◆ READING PASSAGE

Atherosclerosis can be instigated by a variety of genetic and environmental factors. Individually environmental and genetic risk factors and how they affect atherosclerosis are understood. However, the understanding of how a genetic condition interacts with environmental factors is less understood. In this essay the interactions between Familial Hypercholesterolaemia (FH) and environmental factors interact and there consequences will be discussed.
FH is an autosomal codominant disease, it is inherited and affects the metabolism of lipoproteins (Ramaswami et al., 2019). FH is characterised by a mutation in the Low-density lipoprotein receptor (LDLR) gene, it affects up to 1 in 500 people worldwide (Wierzbicki, Humphries and Minhas, 2008). The disease is defined by very high plasma concentrations of low-density lipoproteins cholesterol (LDL) (Pimstone et al., 1998). The mutation of the LDLR gene is what causes the extremely high levels of LDL. This is because the defect can affect several vital steps in the receptor cycle, for example it inhibits the correct binding of LDL, the internalisation and the recycling of LDL also (Pimstone et al., 1998).

[Records in a dataset]

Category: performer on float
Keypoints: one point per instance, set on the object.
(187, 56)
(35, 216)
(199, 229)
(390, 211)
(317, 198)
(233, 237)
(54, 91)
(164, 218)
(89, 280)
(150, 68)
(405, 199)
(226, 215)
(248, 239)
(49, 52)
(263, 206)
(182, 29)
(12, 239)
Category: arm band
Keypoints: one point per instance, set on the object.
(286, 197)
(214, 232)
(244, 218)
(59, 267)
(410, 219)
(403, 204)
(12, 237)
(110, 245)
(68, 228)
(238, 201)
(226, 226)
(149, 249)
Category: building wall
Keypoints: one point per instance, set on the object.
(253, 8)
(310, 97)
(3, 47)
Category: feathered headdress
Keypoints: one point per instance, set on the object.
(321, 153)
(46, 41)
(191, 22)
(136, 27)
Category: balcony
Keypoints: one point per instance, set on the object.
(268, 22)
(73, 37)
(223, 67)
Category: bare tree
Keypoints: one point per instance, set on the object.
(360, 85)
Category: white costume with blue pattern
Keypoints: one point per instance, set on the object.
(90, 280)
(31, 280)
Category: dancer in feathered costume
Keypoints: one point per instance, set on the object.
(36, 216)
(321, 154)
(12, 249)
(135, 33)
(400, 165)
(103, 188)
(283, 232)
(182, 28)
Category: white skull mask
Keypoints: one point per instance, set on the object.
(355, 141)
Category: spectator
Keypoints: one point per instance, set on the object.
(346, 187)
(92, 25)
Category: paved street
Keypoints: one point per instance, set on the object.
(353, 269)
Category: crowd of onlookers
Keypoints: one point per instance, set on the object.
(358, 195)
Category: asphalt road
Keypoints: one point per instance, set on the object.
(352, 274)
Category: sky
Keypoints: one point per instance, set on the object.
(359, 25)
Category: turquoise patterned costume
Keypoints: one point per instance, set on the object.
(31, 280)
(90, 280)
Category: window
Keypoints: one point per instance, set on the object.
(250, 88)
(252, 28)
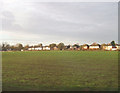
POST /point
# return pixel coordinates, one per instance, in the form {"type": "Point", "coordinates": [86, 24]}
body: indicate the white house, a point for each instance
{"type": "Point", "coordinates": [46, 48]}
{"type": "Point", "coordinates": [94, 46]}
{"type": "Point", "coordinates": [109, 47]}
{"type": "Point", "coordinates": [38, 48]}
{"type": "Point", "coordinates": [30, 48]}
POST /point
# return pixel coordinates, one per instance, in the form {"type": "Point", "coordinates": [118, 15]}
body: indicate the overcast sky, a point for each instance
{"type": "Point", "coordinates": [54, 22]}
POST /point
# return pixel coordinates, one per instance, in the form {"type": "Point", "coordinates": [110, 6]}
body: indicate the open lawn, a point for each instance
{"type": "Point", "coordinates": [60, 70]}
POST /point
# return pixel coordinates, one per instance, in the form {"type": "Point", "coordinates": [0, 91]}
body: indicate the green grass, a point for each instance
{"type": "Point", "coordinates": [60, 70]}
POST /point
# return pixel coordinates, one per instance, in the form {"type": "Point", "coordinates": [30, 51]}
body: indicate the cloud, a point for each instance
{"type": "Point", "coordinates": [65, 22]}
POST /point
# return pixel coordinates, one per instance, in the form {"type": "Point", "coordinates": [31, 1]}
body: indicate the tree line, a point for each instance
{"type": "Point", "coordinates": [60, 46]}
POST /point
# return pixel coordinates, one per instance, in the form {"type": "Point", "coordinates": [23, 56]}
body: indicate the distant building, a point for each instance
{"type": "Point", "coordinates": [46, 48]}
{"type": "Point", "coordinates": [94, 46]}
{"type": "Point", "coordinates": [55, 48]}
{"type": "Point", "coordinates": [85, 47]}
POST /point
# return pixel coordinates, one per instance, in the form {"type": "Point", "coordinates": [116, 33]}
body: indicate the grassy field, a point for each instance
{"type": "Point", "coordinates": [60, 70]}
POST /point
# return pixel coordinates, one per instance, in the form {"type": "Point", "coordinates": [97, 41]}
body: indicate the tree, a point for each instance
{"type": "Point", "coordinates": [39, 45]}
{"type": "Point", "coordinates": [61, 46]}
{"type": "Point", "coordinates": [19, 47]}
{"type": "Point", "coordinates": [102, 45]}
{"type": "Point", "coordinates": [26, 47]}
{"type": "Point", "coordinates": [76, 45]}
{"type": "Point", "coordinates": [113, 43]}
{"type": "Point", "coordinates": [68, 46]}
{"type": "Point", "coordinates": [5, 46]}
{"type": "Point", "coordinates": [52, 46]}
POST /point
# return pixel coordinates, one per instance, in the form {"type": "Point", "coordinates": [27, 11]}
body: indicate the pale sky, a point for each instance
{"type": "Point", "coordinates": [32, 22]}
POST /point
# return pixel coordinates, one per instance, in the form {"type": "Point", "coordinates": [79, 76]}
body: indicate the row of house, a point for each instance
{"type": "Point", "coordinates": [93, 46]}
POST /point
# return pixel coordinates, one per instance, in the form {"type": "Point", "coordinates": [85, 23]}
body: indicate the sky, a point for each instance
{"type": "Point", "coordinates": [33, 22]}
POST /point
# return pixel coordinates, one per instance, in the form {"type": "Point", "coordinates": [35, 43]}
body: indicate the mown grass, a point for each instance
{"type": "Point", "coordinates": [60, 70]}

◆ WHAT TO DO
How would you sum up the passage on familial hypercholesterolaemia in two sentences?

◆ EXERCISE RESULT
Genetic and environmental risk factors for atherosclerosis are each understood, but how a genetic condition interacts with environmental factors is less understood, so the passage sets out to discuss the interactions between Familial Hypercholesterolaemia (FH) and environmental factors. FH is an inherited autosomal codominant disease affecting up to 1 in 500 people worldwide, in which a mutation in the LDLR gene disrupts steps of the receptor cycle such as LDL binding, internalization and recycling, resulting in very high plasma LDL cholesterol.